Set problem:
Can you recast the records from the line containing "Trail camera review — mark every green ovary" through the line containing "xmin=49 ymin=15 xmax=116 ymax=76", both included, as a numbered list with any blank lines dropped?

Raw records:
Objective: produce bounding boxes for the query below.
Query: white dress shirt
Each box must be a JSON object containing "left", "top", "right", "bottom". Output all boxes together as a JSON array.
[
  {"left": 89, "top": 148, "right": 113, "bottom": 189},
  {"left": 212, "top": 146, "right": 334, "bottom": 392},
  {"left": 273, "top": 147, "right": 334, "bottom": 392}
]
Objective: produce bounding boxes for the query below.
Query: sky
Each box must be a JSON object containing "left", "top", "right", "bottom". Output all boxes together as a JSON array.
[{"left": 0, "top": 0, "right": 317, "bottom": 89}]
--
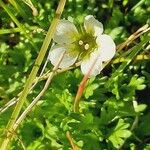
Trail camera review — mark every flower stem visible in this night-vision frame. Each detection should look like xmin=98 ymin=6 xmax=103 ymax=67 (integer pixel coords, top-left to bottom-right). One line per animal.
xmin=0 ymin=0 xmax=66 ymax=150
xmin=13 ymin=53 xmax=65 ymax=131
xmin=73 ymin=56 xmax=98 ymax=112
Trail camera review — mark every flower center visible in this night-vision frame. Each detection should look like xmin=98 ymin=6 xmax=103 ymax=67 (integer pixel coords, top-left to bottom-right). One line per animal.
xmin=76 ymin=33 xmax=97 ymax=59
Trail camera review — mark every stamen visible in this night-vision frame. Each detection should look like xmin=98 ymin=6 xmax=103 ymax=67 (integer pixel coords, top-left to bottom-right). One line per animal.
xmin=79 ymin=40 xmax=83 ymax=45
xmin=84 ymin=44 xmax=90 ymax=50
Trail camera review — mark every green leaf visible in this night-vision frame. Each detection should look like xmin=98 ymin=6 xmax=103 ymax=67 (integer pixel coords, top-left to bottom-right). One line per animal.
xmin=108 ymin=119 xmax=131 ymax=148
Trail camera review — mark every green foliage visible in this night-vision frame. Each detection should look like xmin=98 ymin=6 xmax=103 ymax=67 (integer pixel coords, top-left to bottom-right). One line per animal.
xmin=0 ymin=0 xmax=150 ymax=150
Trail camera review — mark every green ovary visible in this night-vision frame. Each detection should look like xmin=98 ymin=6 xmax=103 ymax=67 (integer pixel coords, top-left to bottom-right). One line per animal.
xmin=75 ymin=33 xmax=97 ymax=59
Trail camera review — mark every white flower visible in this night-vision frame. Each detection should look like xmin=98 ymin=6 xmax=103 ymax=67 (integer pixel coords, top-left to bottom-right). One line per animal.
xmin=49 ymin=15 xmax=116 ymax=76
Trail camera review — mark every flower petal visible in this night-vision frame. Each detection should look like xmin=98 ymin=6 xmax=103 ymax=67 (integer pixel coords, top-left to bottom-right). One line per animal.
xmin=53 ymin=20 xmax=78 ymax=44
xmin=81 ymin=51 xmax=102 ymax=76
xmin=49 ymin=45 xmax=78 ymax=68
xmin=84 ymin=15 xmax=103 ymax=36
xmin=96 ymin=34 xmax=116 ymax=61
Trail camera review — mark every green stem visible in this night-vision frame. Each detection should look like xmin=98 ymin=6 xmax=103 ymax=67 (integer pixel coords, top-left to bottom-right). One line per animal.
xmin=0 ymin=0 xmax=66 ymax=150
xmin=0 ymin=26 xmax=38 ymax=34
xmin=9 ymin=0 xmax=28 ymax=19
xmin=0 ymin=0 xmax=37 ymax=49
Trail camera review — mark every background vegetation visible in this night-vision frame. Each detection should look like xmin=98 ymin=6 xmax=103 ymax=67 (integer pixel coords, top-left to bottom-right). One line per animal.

Full output:
1. Trail camera review — mark every green ovary visible in this night-vision frame. Each detection should look like xmin=98 ymin=6 xmax=103 ymax=67 (integer pixel coords, top-left to bottom-right). One line per animal.
2. xmin=75 ymin=33 xmax=97 ymax=59
3. Trail camera review — mark every white flower visible in this night-vision frame. Each detection should look like xmin=98 ymin=6 xmax=103 ymax=67 (integer pixel coords, top-left to bottom-right). One line per animal.
4. xmin=49 ymin=15 xmax=116 ymax=76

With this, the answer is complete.